That's why scientists decided to design a test in order to see whether coffee was pure or being tampered with. After grinding, unfortunately, it becomes almost impossible to see any difference between grains of lower cost incorporated into the coffee. In order to create the test, they analyzed several fillers that are considered as impurities rather than adulterants. The impurities could even be parts of the coffee plant included during harvest, such as wood, twigs, sticks, parchment, husks, whole coffee berries or even clumps of Earth.
"With our test, it is now possible to know with 95 percent accuracy if coffee is pure or has been tampered with, either with corn, barley, wheat, soybeans, rice, beans, acai seed, brown sugar or starch syrup," said Nixdorf.
The new test involves using liquid chromatography and statistical tools. This gives researchers a much closer look at the ingredients in coffee in an unbiased way. The scientists plan to develop a "characteristic fingerprint" when using chromatography that separates out the real coffee compounds.
The findings reveal a new way to test coffee, which could be important in the future. Already, the world is feeling a coffee shortage. Although Brazil typically produces 55 million bags of coffee each year, the projected amount for 2014 will likely only reach 45 million bags. This could mean that fillers may be used and if so, it will be important to have a test to make sure coffee remains pure.
The findings will be presented at the 248th National Meeting & Exposition of the American Chemical Society.

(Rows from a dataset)
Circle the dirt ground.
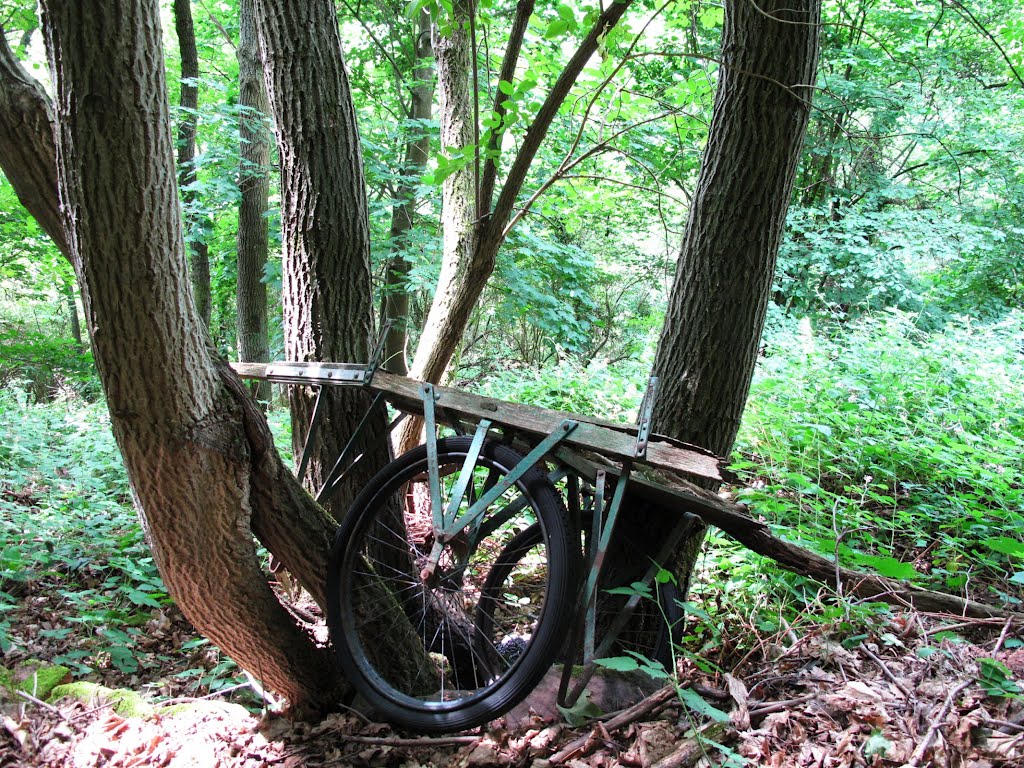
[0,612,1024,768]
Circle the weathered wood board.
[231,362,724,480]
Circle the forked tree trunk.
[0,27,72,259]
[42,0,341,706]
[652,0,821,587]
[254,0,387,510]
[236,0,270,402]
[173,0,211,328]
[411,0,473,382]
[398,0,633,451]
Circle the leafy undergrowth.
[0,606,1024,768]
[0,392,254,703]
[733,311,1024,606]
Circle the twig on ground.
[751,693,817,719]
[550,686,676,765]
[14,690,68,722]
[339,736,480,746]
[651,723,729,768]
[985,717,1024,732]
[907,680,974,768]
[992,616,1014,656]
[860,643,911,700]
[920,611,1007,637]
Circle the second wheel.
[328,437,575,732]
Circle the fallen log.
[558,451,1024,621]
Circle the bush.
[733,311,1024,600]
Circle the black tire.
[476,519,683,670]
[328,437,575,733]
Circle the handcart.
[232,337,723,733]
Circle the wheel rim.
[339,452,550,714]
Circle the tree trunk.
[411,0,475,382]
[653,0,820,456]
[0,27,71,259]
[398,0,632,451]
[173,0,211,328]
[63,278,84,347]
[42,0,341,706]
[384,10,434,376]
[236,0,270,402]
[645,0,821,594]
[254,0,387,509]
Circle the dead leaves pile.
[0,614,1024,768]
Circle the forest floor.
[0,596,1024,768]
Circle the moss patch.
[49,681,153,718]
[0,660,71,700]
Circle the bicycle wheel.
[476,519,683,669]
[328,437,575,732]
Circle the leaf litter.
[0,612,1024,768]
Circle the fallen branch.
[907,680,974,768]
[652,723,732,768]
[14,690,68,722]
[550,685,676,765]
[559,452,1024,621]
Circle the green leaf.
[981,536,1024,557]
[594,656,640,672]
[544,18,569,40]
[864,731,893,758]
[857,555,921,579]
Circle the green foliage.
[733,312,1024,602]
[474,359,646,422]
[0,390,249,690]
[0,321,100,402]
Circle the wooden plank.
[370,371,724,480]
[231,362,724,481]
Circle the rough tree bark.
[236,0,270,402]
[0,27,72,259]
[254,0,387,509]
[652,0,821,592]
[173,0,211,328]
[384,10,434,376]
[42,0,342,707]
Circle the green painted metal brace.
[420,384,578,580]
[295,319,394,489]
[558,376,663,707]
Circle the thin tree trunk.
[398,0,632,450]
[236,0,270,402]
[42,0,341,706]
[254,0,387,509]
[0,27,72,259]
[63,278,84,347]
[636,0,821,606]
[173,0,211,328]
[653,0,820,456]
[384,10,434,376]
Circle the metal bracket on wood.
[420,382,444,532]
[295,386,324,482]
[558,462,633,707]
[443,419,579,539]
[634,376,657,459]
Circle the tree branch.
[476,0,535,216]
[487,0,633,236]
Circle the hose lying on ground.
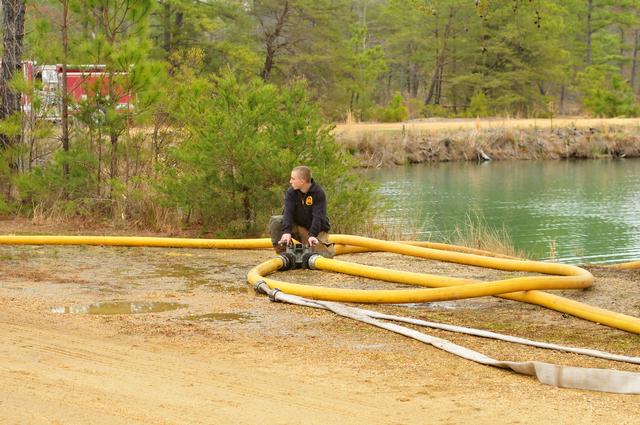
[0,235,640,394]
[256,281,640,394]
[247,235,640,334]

--

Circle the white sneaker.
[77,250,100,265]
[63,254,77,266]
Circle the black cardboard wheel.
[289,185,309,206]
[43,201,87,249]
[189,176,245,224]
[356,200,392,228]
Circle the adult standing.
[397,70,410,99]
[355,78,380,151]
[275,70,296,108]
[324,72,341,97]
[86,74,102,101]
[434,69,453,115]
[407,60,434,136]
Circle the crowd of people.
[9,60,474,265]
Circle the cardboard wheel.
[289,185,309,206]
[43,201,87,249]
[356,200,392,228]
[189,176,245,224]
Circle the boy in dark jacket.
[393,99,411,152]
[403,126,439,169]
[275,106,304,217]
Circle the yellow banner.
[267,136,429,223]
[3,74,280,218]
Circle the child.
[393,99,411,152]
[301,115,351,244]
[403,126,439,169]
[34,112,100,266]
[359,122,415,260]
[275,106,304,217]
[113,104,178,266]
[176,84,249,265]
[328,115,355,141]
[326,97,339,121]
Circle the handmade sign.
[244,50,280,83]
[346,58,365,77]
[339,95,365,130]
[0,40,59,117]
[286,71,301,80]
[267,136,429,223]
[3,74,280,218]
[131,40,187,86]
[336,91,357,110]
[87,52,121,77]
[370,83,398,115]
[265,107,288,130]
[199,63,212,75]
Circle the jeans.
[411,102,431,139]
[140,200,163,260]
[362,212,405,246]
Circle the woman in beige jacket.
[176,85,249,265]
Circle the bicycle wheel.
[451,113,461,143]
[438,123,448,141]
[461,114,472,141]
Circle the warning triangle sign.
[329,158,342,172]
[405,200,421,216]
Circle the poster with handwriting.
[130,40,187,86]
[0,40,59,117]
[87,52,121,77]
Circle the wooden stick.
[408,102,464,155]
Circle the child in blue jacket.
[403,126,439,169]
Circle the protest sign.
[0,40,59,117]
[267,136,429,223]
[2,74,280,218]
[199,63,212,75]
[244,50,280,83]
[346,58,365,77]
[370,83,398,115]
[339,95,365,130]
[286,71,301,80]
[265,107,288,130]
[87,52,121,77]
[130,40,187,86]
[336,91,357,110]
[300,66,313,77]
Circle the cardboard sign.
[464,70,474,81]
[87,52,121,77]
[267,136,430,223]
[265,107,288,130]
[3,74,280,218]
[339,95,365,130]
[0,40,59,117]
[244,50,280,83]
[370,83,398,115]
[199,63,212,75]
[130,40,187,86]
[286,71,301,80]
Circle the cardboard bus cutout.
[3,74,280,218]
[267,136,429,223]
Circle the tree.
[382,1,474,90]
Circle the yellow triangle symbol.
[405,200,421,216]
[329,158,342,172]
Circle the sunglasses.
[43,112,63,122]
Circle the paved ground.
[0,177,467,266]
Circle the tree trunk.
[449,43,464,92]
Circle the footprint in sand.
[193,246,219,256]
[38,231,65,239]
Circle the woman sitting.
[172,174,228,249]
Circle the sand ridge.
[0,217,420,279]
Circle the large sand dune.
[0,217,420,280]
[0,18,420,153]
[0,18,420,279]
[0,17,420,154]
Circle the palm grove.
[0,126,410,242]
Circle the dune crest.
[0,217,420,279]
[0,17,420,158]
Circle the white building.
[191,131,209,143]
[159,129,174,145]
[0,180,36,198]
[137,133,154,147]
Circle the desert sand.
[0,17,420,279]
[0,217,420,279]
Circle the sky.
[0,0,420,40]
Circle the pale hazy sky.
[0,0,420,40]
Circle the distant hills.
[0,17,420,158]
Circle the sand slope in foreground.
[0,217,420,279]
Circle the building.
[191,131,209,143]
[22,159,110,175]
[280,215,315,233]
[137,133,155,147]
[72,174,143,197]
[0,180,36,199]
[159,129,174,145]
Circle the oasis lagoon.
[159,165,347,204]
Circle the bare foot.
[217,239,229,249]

* * *

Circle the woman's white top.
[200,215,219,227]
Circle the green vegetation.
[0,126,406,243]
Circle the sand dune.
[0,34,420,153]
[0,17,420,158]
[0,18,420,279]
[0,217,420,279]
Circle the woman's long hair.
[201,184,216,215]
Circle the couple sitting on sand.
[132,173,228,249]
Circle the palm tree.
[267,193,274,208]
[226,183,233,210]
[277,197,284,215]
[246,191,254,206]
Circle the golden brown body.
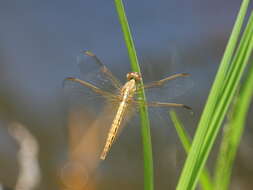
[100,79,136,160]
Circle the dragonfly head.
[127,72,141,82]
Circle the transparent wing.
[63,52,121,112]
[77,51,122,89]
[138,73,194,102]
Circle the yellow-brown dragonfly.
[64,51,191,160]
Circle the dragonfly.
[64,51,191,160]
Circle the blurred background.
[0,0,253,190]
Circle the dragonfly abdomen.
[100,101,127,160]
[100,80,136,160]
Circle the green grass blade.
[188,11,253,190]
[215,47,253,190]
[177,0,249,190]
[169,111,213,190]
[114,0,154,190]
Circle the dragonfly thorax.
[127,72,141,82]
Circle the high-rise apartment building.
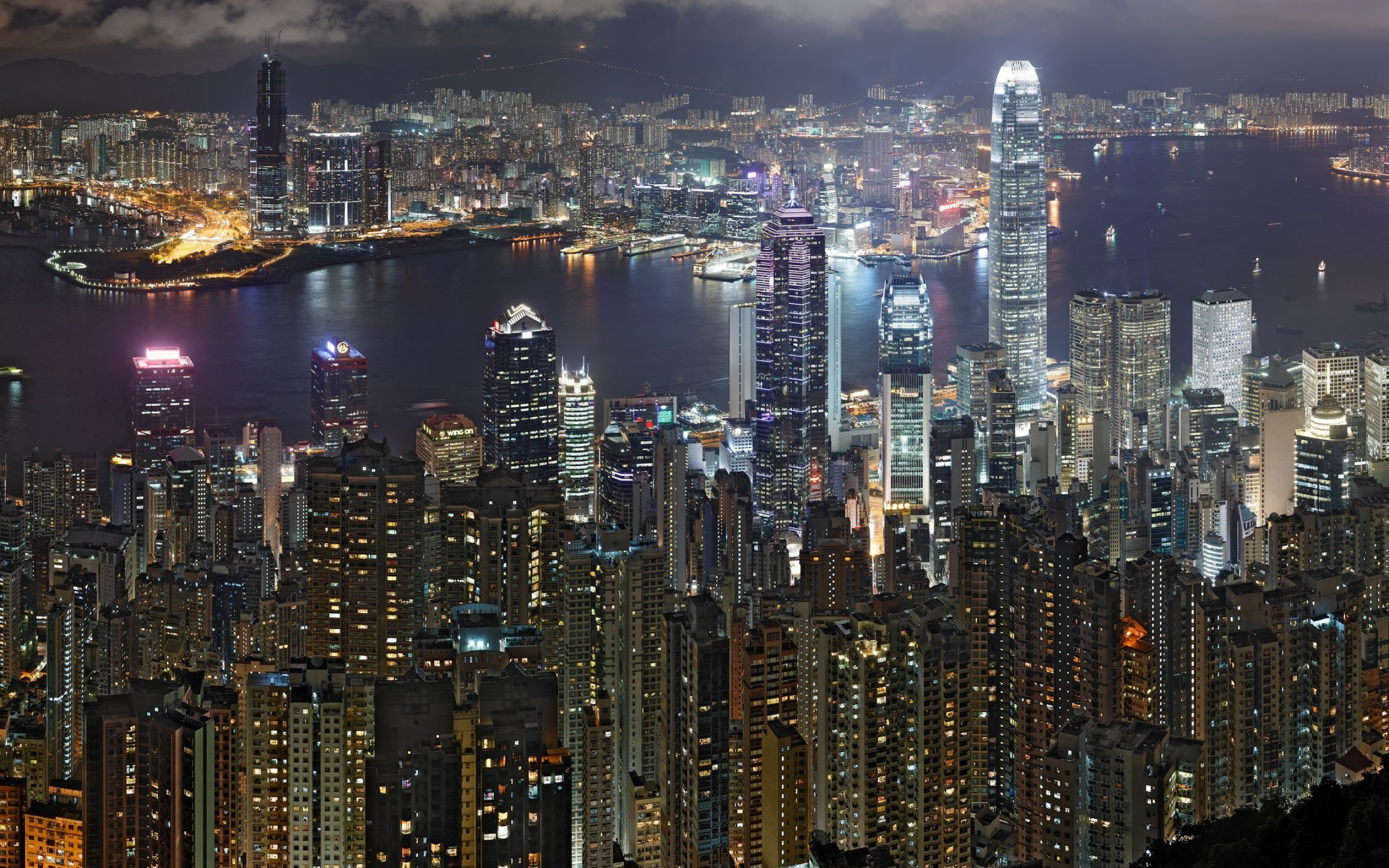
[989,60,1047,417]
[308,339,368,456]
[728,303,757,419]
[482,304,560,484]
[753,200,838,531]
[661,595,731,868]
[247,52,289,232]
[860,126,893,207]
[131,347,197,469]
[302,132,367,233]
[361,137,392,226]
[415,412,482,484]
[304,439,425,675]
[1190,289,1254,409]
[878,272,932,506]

▶ [YOUR OBJECTIVE] Rewrite the article on coffee testing starting at "The new test" and ending at "real coffee compounds.", and swap "scientists" for "chemists" throughout that stretch. Rely only on the article on coffee testing.

▶ [SOLUTION FOR THIS EXERCISE]
The new test involves using liquid chromatography and statistical tools. This gives researchers a much closer look at the ingredients in coffee in an unbiased way. The chemists plan to develop a "characteristic fingerprint" when using chromatography that separates out the real coffee compounds.